§ GIVEN TEXT:
A cluster is a distributed, not a parallel, system. Each machine runs a separate copy of the operating system on each node. A management subsystem creates the abstraction of an integrated entity (rather than a rack of PCs) and a cluster API (application programmer interface) provides a collection of system interfaces to perform operations such as determining the set of nodes on a cluster, monitor all state, launch applications, etc.

Ideally, running one set of "clustering software" over a bunch of machines will solve all issues at once, providing scalable computing together with fault tolerance. Unfortunately, we don't get all this in one package (yet). Clustering solutions tend to primarily focus one set of needs (although there is overlap):

High Availability (HA)

A high-availability system strives to provide a non-stop environment for applications, even if machines fail.

High Performance Computing (HPC)

High perforamce computing attempts to aggregate the combined computing power of a bunch of computers. There are a few variations of this:

supercomputing (cooperative multiprocessing): simulate the large-scale multiprocessing of supercomputer, where software has to operate on massive vectors and arrays. Ongoing communication between processors is generally needed for this.
batch processing: dispatch chunks of work to a set of computers. A renderfarm is a classic example of this.
load balancing: dispatch network requests among a set of similar servers to distribute the load. This clearly provides fault tolerance as well

Most commercial clustered solutions today focus on high availability rather than HPC since that's where the more lucrative business needs reside. Load balancing is often a sufficient approach for many of these environments. Because of this, it is common for most commercial clustering environments to support no more than a few servers.

High Performance Computing (HPC)

§ TO BE DONE:
A. According to the cluster overview, why do most commercial clustered solutions today focus on high availability rather than HPC?
B. Reproduce the entries from the line containing "# test: point on every instance of the decorative" through the end of the entries, both ends included, leaving out the pictures.

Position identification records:
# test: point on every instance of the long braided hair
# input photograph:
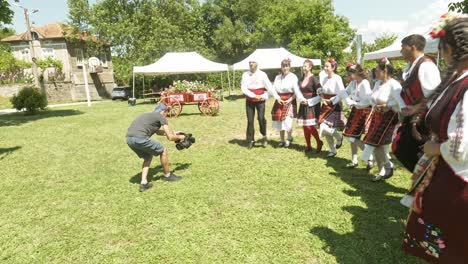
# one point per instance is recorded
(456, 36)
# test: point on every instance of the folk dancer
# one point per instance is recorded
(309, 109)
(421, 77)
(357, 92)
(383, 119)
(331, 118)
(256, 86)
(437, 228)
(284, 109)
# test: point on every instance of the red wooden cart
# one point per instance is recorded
(207, 104)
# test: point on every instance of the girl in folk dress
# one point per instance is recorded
(309, 108)
(384, 117)
(358, 91)
(331, 117)
(284, 109)
(437, 227)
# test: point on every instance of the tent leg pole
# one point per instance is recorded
(222, 86)
(229, 83)
(133, 85)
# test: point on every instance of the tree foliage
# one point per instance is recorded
(460, 7)
(223, 30)
(30, 99)
(6, 14)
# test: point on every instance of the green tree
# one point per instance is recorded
(79, 14)
(460, 7)
(308, 28)
(6, 14)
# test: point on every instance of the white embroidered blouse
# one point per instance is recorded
(455, 149)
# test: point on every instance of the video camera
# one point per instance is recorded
(186, 143)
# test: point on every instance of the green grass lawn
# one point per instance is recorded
(5, 103)
(69, 194)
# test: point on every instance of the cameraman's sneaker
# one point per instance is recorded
(172, 177)
(144, 187)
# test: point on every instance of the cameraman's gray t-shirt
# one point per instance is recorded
(146, 124)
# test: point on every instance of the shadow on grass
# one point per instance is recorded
(17, 119)
(136, 179)
(7, 151)
(377, 226)
(234, 97)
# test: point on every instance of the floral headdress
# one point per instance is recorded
(350, 66)
(384, 61)
(332, 61)
(439, 30)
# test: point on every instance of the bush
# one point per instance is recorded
(31, 99)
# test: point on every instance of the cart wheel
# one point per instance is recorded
(173, 106)
(210, 106)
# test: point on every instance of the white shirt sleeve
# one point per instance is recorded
(340, 91)
(244, 83)
(347, 95)
(297, 91)
(270, 89)
(365, 93)
(429, 76)
(396, 102)
(455, 149)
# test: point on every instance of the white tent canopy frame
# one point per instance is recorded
(271, 59)
(180, 63)
(393, 51)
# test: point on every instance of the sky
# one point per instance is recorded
(371, 18)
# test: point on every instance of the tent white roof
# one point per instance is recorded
(393, 51)
(271, 59)
(179, 63)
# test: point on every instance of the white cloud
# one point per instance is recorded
(423, 19)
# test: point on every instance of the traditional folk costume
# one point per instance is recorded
(252, 84)
(357, 95)
(437, 227)
(308, 113)
(331, 117)
(382, 124)
(282, 115)
(420, 79)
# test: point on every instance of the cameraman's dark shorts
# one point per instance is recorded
(145, 148)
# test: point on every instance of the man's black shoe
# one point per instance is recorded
(144, 187)
(339, 143)
(388, 173)
(172, 177)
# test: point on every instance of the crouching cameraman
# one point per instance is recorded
(139, 140)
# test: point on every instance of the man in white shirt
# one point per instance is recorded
(256, 87)
(421, 77)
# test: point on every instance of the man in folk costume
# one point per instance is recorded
(255, 85)
(421, 77)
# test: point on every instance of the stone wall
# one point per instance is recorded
(64, 91)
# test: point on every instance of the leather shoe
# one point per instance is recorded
(388, 173)
(339, 143)
(319, 146)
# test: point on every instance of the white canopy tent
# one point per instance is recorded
(271, 59)
(180, 63)
(393, 51)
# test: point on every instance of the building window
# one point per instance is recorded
(79, 57)
(34, 35)
(103, 58)
(25, 55)
(48, 52)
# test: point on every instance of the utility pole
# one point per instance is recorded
(30, 41)
(358, 49)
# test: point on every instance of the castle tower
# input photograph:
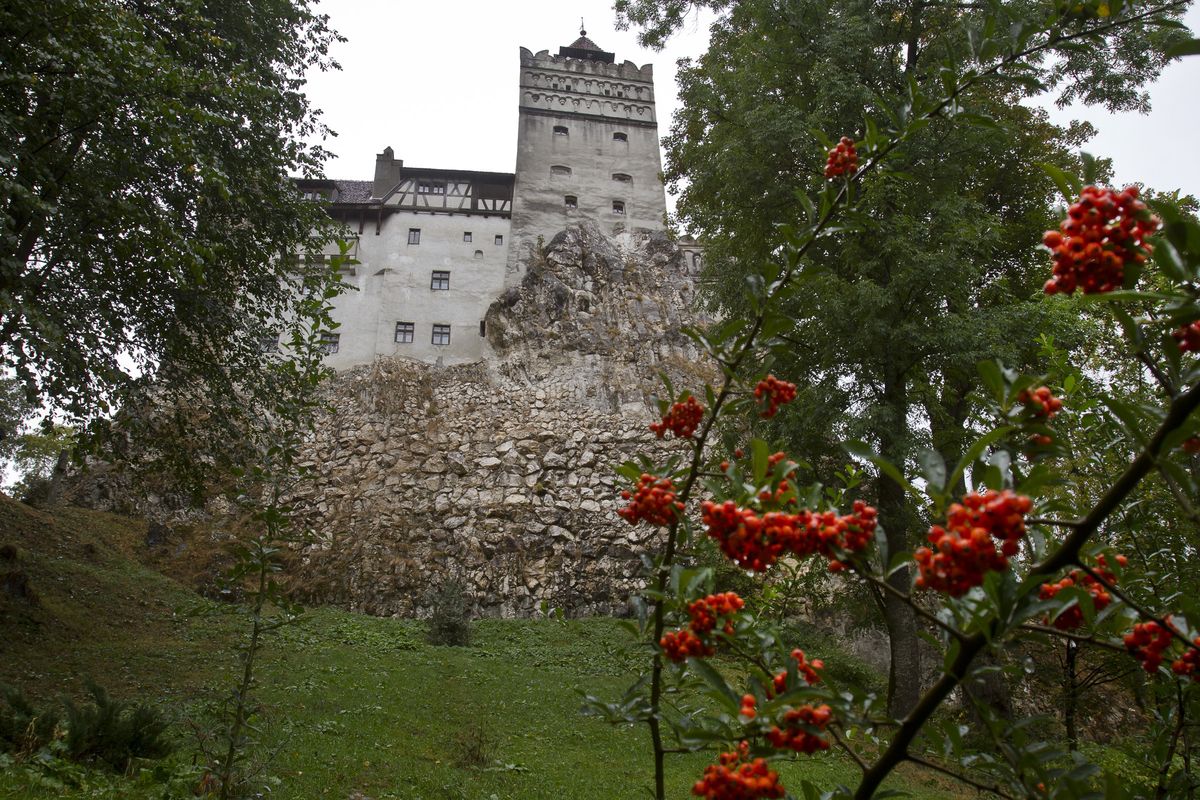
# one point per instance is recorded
(587, 146)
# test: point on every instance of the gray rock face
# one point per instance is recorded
(499, 473)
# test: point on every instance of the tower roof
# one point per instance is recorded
(585, 48)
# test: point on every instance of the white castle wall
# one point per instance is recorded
(594, 102)
(391, 283)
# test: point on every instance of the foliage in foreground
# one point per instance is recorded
(1024, 545)
(148, 220)
(105, 731)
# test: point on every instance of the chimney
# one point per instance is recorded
(387, 173)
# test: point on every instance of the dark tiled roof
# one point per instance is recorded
(354, 191)
(585, 43)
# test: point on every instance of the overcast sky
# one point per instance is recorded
(437, 82)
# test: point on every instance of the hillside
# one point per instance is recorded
(355, 705)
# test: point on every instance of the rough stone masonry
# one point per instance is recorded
(498, 474)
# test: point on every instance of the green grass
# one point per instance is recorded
(352, 703)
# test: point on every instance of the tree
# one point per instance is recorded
(148, 220)
(1020, 547)
(942, 270)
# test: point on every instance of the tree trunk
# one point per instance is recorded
(904, 672)
(1071, 693)
(54, 493)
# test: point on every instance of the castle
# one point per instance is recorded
(437, 247)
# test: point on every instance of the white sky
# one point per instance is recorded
(438, 83)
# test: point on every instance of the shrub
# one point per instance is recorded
(114, 733)
(474, 747)
(450, 621)
(23, 728)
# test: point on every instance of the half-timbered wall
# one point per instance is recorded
(587, 149)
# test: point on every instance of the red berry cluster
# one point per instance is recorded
(1188, 337)
(736, 777)
(777, 392)
(796, 735)
(804, 668)
(705, 613)
(682, 419)
(1189, 662)
(1073, 617)
(1146, 642)
(1103, 232)
(653, 501)
(1041, 402)
(679, 645)
(756, 542)
(965, 548)
(843, 158)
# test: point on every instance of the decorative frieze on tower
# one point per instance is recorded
(587, 146)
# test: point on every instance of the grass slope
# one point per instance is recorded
(354, 705)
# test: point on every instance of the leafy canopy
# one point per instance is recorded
(147, 209)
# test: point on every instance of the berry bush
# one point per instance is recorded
(1019, 547)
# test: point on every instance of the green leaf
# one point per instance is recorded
(933, 467)
(760, 455)
(862, 450)
(993, 378)
(1068, 185)
(1191, 47)
(715, 680)
(976, 450)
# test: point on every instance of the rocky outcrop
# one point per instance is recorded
(499, 474)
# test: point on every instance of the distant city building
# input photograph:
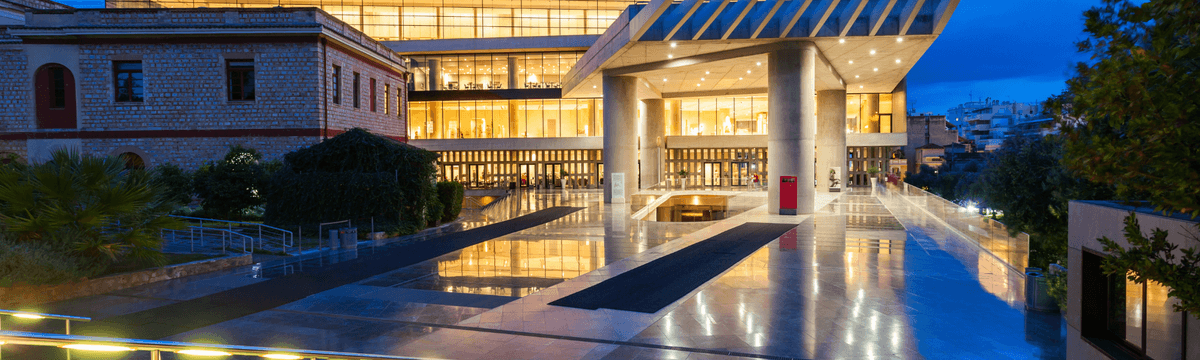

§ OUTPUTS:
A. They focus on high availability because that is where the more lucrative business needs reside.

B.
# test: point on every instance of the decorative frieze on tower
# one point per instance is recorded
(587, 146)
# test: point on every instance of the grass slope
# one point per instance is recorded
(354, 705)
# test: point on every instance of the leafy canopy
# one point per instance is recorded
(147, 209)
# test: point on every instance of the berry bush
# one point per instance is recorded
(1019, 547)
# test: point on every instance of the green leaf
# one point per instance is recorded
(933, 467)
(760, 455)
(862, 450)
(993, 378)
(1068, 185)
(1191, 47)
(715, 680)
(976, 450)
# test: point on every instance of the rocky outcrop
# one point per instance is recorded
(499, 474)
# test: point on every instance of the distant city building
# input photograph:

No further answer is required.